* [Directions] Report each line of the material below that contains the word "orange".

--- BEGIN Records supplied ---

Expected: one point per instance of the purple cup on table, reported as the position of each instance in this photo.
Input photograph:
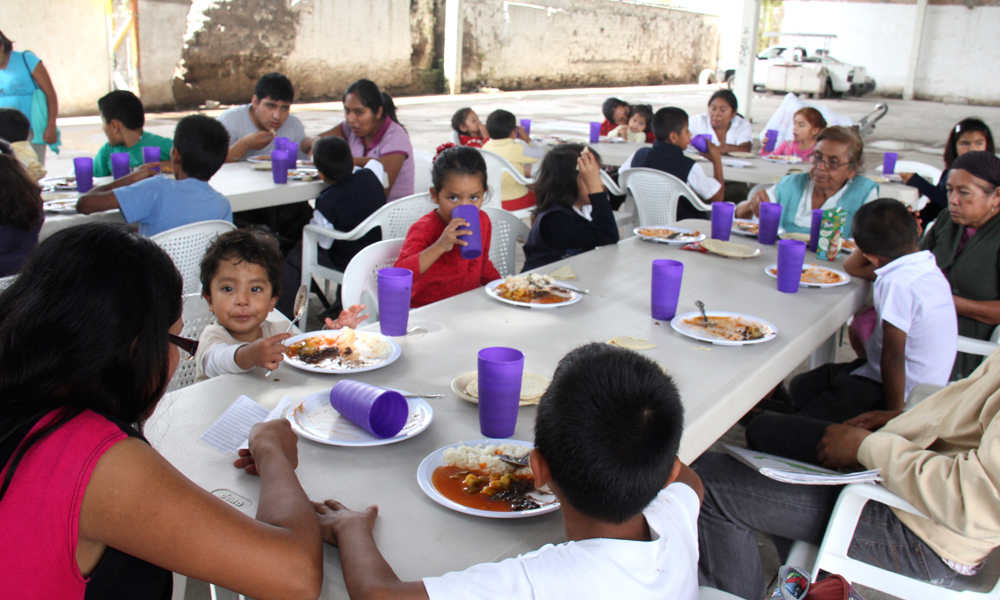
(722, 220)
(470, 213)
(816, 224)
(791, 256)
(279, 166)
(83, 168)
(500, 371)
(889, 163)
(378, 411)
(770, 219)
(119, 164)
(666, 288)
(595, 132)
(395, 286)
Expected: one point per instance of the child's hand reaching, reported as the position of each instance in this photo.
(266, 353)
(350, 317)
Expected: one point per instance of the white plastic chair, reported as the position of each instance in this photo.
(186, 245)
(360, 284)
(656, 194)
(395, 219)
(508, 230)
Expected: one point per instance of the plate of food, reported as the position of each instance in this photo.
(749, 228)
(467, 477)
(724, 328)
(533, 290)
(314, 418)
(669, 235)
(814, 275)
(533, 386)
(341, 351)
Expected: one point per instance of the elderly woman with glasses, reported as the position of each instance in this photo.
(832, 181)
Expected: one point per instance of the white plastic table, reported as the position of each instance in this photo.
(718, 384)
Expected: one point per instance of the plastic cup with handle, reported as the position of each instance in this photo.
(395, 287)
(378, 411)
(500, 372)
(791, 256)
(666, 288)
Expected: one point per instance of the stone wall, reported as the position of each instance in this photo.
(577, 43)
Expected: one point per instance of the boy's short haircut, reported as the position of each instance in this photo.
(203, 144)
(884, 227)
(14, 125)
(124, 106)
(668, 120)
(500, 124)
(253, 245)
(333, 158)
(609, 427)
(610, 106)
(274, 86)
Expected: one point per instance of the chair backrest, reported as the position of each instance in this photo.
(507, 230)
(186, 245)
(360, 284)
(196, 318)
(656, 195)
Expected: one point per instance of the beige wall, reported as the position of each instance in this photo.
(70, 38)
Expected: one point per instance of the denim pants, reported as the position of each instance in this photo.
(739, 501)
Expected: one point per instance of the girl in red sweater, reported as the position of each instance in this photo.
(431, 249)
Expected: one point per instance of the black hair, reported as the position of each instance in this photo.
(610, 106)
(884, 227)
(203, 144)
(20, 198)
(644, 110)
(458, 160)
(964, 126)
(556, 183)
(667, 120)
(609, 427)
(14, 125)
(373, 99)
(276, 87)
(458, 119)
(333, 158)
(103, 347)
(124, 106)
(500, 124)
(253, 245)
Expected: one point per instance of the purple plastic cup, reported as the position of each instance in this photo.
(500, 371)
(83, 168)
(378, 411)
(279, 166)
(395, 286)
(770, 219)
(772, 140)
(816, 224)
(722, 220)
(470, 213)
(889, 163)
(666, 288)
(700, 142)
(119, 164)
(791, 256)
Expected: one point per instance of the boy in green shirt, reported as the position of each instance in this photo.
(124, 117)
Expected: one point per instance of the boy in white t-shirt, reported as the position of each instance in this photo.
(917, 332)
(630, 506)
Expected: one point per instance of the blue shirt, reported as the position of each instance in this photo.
(161, 203)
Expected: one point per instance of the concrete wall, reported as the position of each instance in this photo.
(572, 43)
(71, 40)
(959, 54)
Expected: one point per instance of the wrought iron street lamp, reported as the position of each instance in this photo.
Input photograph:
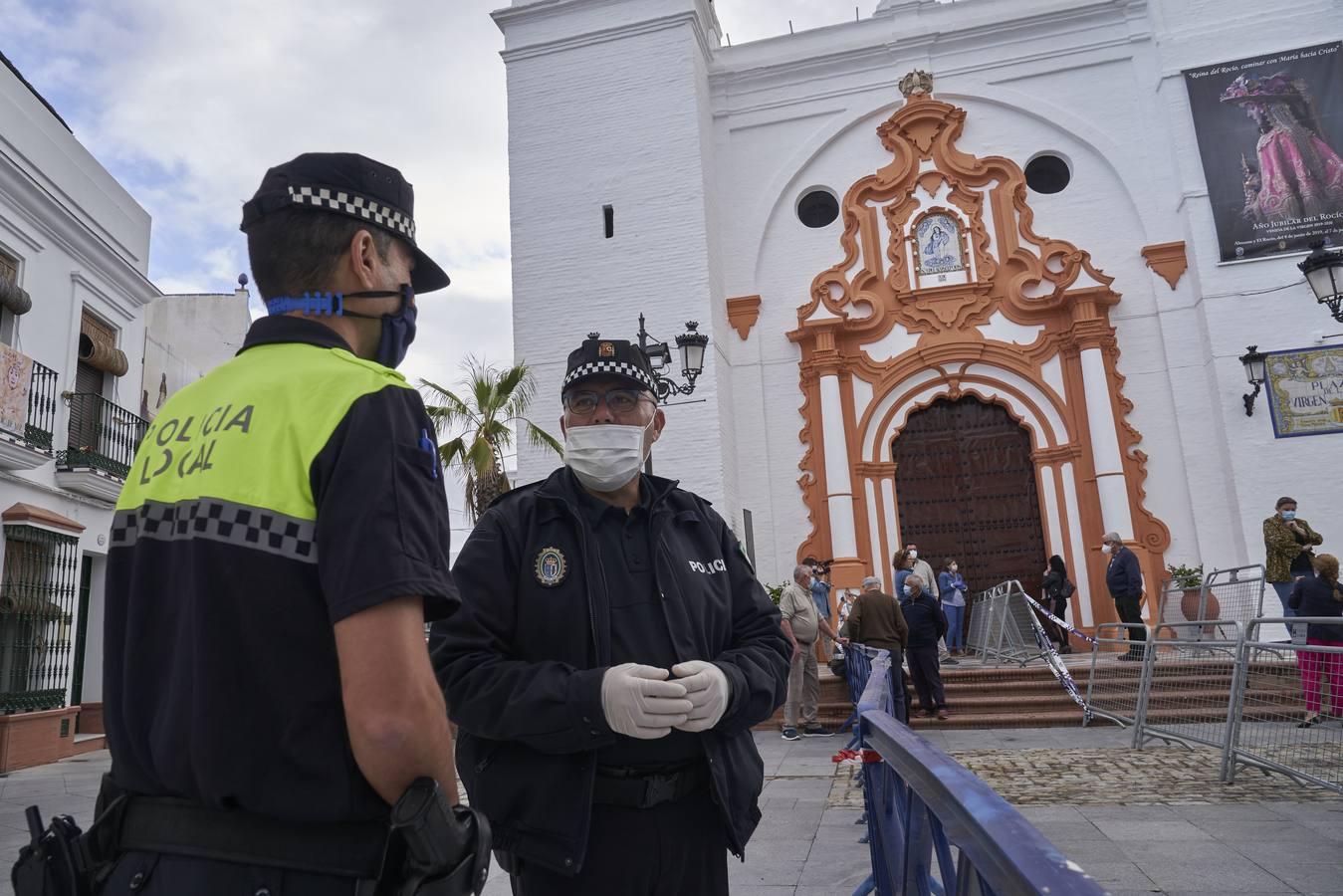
(1324, 273)
(691, 346)
(1255, 371)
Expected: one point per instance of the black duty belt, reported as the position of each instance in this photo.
(643, 788)
(183, 827)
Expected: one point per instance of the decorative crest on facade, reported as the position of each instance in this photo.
(916, 84)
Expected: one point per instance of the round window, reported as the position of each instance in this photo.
(818, 207)
(1047, 173)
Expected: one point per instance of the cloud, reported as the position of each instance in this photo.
(188, 104)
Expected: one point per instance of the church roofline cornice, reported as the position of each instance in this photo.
(857, 57)
(504, 18)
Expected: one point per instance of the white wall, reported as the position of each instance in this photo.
(81, 242)
(608, 107)
(185, 337)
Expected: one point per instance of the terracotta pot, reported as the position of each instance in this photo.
(1189, 603)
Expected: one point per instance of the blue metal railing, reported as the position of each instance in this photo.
(920, 802)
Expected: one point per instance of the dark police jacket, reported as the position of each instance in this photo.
(522, 662)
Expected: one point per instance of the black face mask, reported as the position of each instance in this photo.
(397, 330)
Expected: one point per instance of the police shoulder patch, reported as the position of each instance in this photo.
(551, 567)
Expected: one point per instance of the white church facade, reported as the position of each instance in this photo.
(958, 264)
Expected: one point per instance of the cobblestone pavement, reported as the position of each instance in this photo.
(1153, 777)
(1153, 821)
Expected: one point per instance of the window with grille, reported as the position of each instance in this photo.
(37, 610)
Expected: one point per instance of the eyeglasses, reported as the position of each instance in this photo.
(616, 400)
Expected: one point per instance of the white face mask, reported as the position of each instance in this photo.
(604, 456)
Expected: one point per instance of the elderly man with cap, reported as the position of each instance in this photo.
(1124, 579)
(877, 621)
(610, 657)
(277, 550)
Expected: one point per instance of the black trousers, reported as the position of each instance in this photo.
(1131, 612)
(678, 848)
(154, 875)
(923, 669)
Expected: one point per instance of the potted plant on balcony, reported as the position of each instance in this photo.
(1190, 580)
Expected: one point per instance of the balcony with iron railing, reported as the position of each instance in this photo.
(26, 442)
(103, 443)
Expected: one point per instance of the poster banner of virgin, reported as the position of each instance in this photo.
(15, 381)
(1305, 391)
(1270, 137)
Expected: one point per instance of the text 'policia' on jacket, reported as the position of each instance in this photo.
(522, 662)
(222, 679)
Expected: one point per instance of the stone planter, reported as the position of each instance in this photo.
(37, 738)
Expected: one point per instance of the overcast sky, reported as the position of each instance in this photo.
(187, 103)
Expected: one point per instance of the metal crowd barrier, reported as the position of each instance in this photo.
(1113, 687)
(1186, 691)
(922, 803)
(1233, 594)
(1005, 626)
(1277, 687)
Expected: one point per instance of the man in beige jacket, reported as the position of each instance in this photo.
(802, 623)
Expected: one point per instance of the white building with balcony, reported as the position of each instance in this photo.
(80, 320)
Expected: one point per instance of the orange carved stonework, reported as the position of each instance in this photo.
(1024, 324)
(1167, 260)
(743, 312)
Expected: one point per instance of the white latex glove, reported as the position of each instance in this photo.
(707, 687)
(641, 703)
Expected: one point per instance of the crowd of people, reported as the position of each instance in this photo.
(923, 627)
(1307, 584)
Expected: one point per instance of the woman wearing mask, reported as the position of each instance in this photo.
(1320, 595)
(1057, 590)
(951, 587)
(904, 564)
(1287, 542)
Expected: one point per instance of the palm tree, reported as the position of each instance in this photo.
(485, 418)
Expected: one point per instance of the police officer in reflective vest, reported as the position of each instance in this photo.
(610, 657)
(280, 543)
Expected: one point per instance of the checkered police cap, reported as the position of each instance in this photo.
(608, 357)
(353, 185)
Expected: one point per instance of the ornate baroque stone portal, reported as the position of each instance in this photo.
(945, 291)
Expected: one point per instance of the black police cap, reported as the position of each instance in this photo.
(608, 357)
(346, 184)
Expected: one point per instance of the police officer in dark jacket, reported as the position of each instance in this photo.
(1124, 580)
(610, 657)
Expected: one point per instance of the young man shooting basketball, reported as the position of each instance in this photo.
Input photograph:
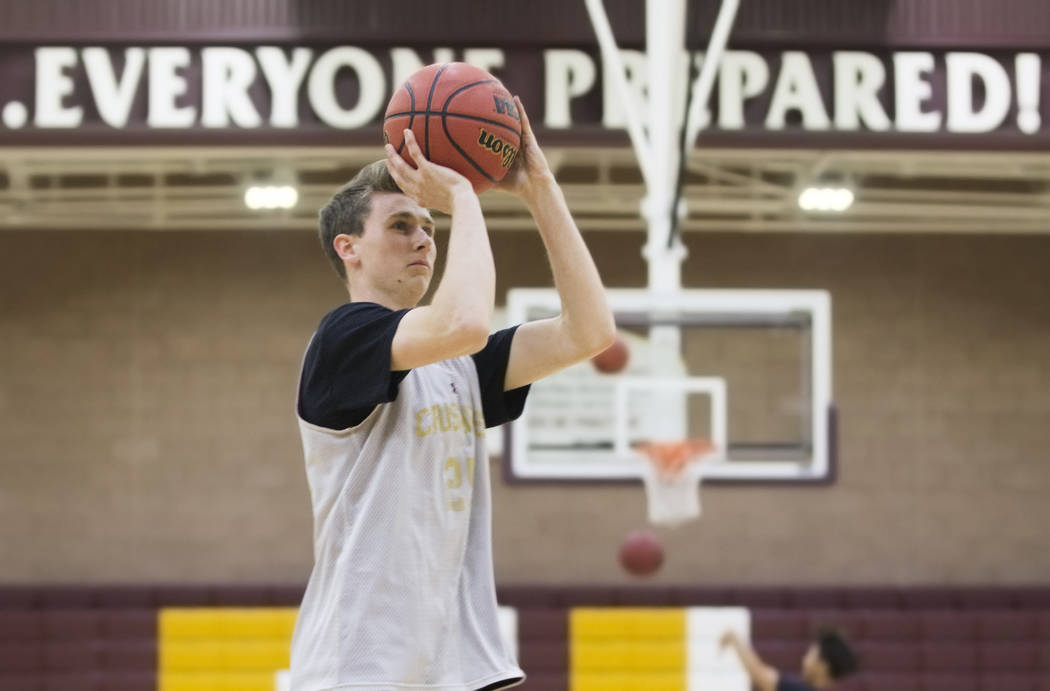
(394, 401)
(826, 661)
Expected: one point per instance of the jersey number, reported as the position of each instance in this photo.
(454, 481)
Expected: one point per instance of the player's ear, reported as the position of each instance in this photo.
(345, 247)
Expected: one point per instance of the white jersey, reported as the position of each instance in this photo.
(402, 593)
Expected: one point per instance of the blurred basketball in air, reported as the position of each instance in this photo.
(463, 119)
(641, 553)
(612, 359)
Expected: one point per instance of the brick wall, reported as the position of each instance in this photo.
(147, 384)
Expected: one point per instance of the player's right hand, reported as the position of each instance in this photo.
(433, 186)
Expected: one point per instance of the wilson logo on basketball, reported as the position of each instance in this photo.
(499, 147)
(505, 107)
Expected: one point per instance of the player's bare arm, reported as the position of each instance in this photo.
(585, 327)
(457, 321)
(763, 676)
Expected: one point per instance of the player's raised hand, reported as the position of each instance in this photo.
(433, 186)
(529, 170)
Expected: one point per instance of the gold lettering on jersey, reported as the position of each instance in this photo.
(454, 481)
(449, 417)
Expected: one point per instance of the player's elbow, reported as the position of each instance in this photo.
(599, 338)
(468, 333)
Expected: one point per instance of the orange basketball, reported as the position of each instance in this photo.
(641, 553)
(463, 119)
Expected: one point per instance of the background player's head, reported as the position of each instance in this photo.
(828, 658)
(375, 236)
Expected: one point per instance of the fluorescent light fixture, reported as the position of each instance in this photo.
(825, 199)
(271, 196)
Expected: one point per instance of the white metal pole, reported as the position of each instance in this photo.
(610, 56)
(665, 45)
(716, 48)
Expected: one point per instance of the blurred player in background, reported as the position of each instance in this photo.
(827, 660)
(394, 400)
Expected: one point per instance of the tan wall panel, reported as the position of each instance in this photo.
(146, 426)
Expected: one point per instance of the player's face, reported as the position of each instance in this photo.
(814, 668)
(397, 250)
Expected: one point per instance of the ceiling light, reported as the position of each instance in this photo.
(271, 196)
(825, 199)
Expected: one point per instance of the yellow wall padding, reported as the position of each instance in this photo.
(224, 648)
(627, 649)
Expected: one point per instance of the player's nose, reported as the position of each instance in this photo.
(422, 238)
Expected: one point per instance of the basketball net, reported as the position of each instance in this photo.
(672, 477)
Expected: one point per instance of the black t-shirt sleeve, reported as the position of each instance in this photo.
(347, 370)
(792, 684)
(498, 405)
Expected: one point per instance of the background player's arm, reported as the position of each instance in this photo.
(763, 676)
(585, 327)
(457, 320)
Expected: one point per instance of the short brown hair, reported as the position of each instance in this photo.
(348, 208)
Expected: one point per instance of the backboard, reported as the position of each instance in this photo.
(748, 370)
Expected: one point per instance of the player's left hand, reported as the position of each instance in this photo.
(530, 170)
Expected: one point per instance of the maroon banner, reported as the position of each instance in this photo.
(302, 95)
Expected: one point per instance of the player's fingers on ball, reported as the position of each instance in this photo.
(524, 116)
(397, 167)
(413, 146)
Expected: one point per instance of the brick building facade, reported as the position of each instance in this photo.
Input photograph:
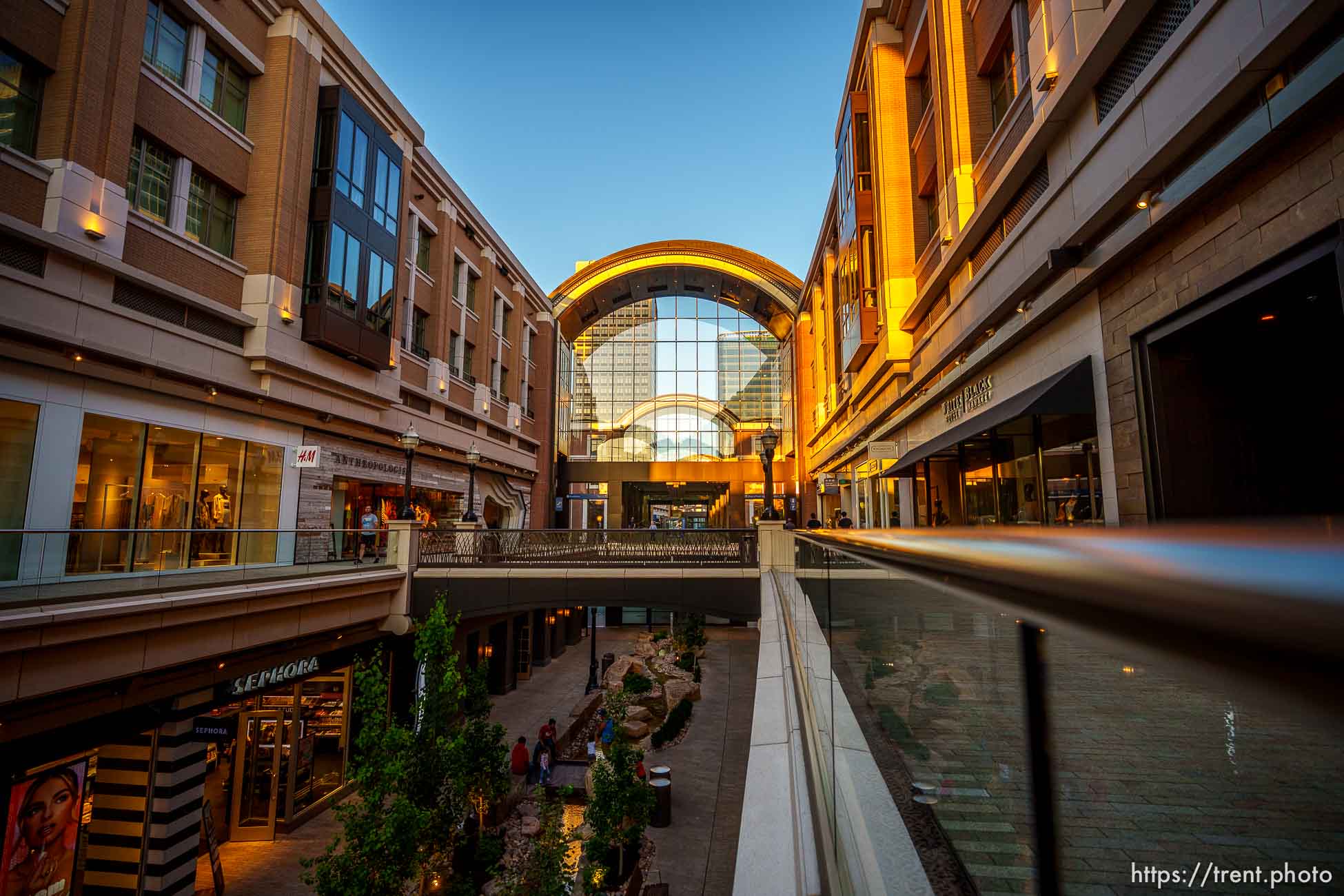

--- END Records supplied ---

* [Exercise output]
Expected: one point per instance of the orange carved stonework, reported as the position of each instance in this photo.
Expected: one point per instance of the orange basketball, reported as the position of each instance in this photo.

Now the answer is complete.